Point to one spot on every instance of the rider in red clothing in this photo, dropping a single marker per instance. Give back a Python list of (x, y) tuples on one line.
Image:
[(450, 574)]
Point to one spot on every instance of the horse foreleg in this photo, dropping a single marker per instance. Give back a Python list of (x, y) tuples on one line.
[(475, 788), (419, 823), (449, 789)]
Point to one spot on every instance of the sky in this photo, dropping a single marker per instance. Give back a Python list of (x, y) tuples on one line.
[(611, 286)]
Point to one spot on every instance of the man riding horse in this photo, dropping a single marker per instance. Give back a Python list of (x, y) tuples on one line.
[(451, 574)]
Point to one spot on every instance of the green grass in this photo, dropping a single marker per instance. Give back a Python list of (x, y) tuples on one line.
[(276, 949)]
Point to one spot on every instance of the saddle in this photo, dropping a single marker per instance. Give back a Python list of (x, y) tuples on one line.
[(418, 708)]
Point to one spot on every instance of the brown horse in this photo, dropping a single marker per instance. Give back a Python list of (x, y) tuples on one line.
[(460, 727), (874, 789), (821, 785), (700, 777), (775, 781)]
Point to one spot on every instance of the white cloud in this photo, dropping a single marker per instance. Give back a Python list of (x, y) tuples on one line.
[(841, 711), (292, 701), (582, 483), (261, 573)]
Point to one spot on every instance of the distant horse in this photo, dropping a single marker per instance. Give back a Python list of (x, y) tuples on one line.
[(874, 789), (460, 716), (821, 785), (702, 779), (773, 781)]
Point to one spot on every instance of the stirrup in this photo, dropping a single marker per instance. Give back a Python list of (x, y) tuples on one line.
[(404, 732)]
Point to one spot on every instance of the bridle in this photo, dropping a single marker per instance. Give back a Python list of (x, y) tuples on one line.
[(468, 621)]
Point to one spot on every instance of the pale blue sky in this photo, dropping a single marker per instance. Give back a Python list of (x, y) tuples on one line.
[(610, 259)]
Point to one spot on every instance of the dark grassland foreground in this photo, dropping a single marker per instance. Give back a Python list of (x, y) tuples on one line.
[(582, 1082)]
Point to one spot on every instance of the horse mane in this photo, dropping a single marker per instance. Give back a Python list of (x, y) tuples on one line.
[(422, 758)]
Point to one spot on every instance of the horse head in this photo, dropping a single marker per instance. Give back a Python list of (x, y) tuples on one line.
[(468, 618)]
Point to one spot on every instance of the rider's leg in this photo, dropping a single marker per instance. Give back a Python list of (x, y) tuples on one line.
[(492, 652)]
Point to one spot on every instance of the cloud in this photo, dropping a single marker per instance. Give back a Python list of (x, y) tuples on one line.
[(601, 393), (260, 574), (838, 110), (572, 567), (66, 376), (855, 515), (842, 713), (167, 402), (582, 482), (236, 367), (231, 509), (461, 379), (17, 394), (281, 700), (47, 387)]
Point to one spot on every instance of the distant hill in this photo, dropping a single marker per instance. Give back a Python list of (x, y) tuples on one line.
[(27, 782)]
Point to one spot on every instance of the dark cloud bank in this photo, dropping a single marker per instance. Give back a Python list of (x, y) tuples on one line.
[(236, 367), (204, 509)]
○ ○ ○ ○ ○
Please scale the records from the line with "Point to one spot on every instance of the dark grassland" up to and including the line with "[(468, 618)]". Write out only those lines again, requests included, with each x and y coordinate in the answers multiplied by 2.45 and rounded to a whole number, halves rounding up.

### Output of the exercise
Point to one spot on every instance of the dark grassland foreground in this photo, dropping a single marker per instance. Give back a Python list of (x, y) tuples on one line.
[(1426, 2651)]
Point to one spot on every instance of the horse mane in this photo, dropping a single marker per instance. Give back a Python list of (x, y) tuples on one line.
[(1034, 1857)]
Point to one spot on every instance of the horse head in this photo, dropping a single marker per instance. Give back a Python list of (x, y) tuples on one line.
[(1147, 1514)]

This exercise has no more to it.